*Short problem*
Reproduce everything in the material from the line containing "on ground in the still above." down to its final line, raising every coordinate in the answers by 115 and keeping all other lines unchanged.

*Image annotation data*
#####
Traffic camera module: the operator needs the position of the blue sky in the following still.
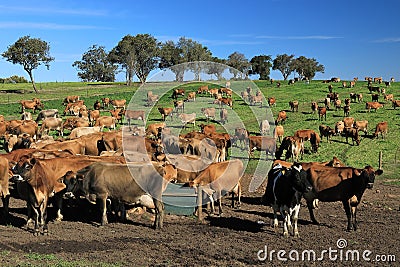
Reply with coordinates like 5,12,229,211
0,0,400,82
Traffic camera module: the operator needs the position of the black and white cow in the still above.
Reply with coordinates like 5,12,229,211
262,163,312,237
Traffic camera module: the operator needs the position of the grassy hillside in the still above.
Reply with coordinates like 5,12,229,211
0,81,400,184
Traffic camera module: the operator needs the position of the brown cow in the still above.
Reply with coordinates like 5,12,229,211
343,117,354,127
110,99,126,110
15,157,124,235
248,136,276,160
0,157,10,223
354,120,368,135
65,162,177,229
94,116,116,130
40,118,64,136
189,159,244,215
318,107,326,121
304,165,383,230
289,100,299,112
101,97,110,108
365,102,383,112
158,107,174,121
20,98,43,113
275,110,287,125
319,125,335,143
343,127,360,146
373,121,388,139
268,96,276,107
63,95,79,105
294,129,321,152
392,100,400,109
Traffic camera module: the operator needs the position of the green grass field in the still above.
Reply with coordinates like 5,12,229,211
0,81,400,184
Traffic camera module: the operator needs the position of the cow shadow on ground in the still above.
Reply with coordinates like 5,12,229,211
206,217,263,233
0,208,27,228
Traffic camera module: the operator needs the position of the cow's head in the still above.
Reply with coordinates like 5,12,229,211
286,162,312,193
61,171,83,198
354,166,383,189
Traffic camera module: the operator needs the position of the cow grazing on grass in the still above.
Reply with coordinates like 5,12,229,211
311,101,318,114
40,118,64,136
275,110,287,125
354,120,368,138
219,108,228,124
262,163,312,237
318,107,326,121
179,113,196,129
201,108,215,122
260,120,271,135
189,159,244,215
304,165,383,231
319,125,335,143
13,157,124,235
268,96,276,107
392,100,400,109
343,127,360,146
249,136,276,160
65,162,177,229
125,109,145,131
289,100,299,112
275,136,304,161
158,107,174,121
373,121,388,139
274,125,285,142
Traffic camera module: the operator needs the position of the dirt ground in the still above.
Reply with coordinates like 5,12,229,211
0,176,400,266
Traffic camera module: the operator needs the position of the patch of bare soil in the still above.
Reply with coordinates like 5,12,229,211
0,176,400,266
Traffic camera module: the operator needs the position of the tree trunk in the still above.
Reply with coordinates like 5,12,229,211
27,71,39,94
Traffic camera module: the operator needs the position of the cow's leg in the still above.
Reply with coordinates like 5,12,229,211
153,198,164,229
307,201,319,224
290,204,300,237
280,206,291,237
53,194,64,222
1,195,10,224
272,204,279,230
96,197,108,226
342,200,353,231
350,196,359,231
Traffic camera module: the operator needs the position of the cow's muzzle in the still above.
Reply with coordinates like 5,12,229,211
#####
*Result of the exercise*
Traffic camera module: the operator needs the position of the cow shadow on ground in the still above.
Reply with coordinates like 5,12,229,211
321,332,378,348
115,323,142,343
Traffic camera module: the operator needs the position of the cow's head in the still above.
Reply with coordinates like 5,12,229,211
401,277,427,308
176,286,198,313
469,281,498,304
Traffic camera module: the operator needs the position of the cow grazing on grass in the still above.
Reply with coordinates like 5,12,229,211
426,216,433,229
155,233,179,251
390,225,402,240
469,235,483,253
334,223,343,239
377,278,427,352
433,222,441,236
294,228,311,244
316,223,330,237
375,235,386,250
304,274,359,330
419,280,498,346
434,240,450,258
128,272,239,350
383,211,391,222
507,215,515,224
458,242,475,261
364,251,391,275
180,277,292,344
240,224,260,246
404,215,414,227
390,251,419,276
273,222,289,236
488,236,503,254
389,240,400,257
Traffic camera module: the operator needs the position of the dirt ground in the still above.
Reply with coordinates like 5,12,229,211
115,291,515,381
Traffic camera module: the operator needs the position of the patch of bare soil in the still above.
Reply with coordinates like 5,12,229,211
115,291,515,381
Traffic camera module: the operator needs the position of the tree trunk in the still above.
Reply with coordinates like 5,12,229,211
142,186,154,209
Traffic camera module: the operator needs the position of the cow's leg in the still above.
Reply with coordinates like 5,12,229,211
268,313,279,344
422,316,434,339
405,319,415,352
395,321,406,352
168,309,179,337
116,310,125,339
387,319,394,345
211,312,223,341
457,315,468,346
465,311,474,346
Traffic camera module: the operator needs the position of the cow's muzzle in the still above.
Reply with coordinates like 5,12,229,211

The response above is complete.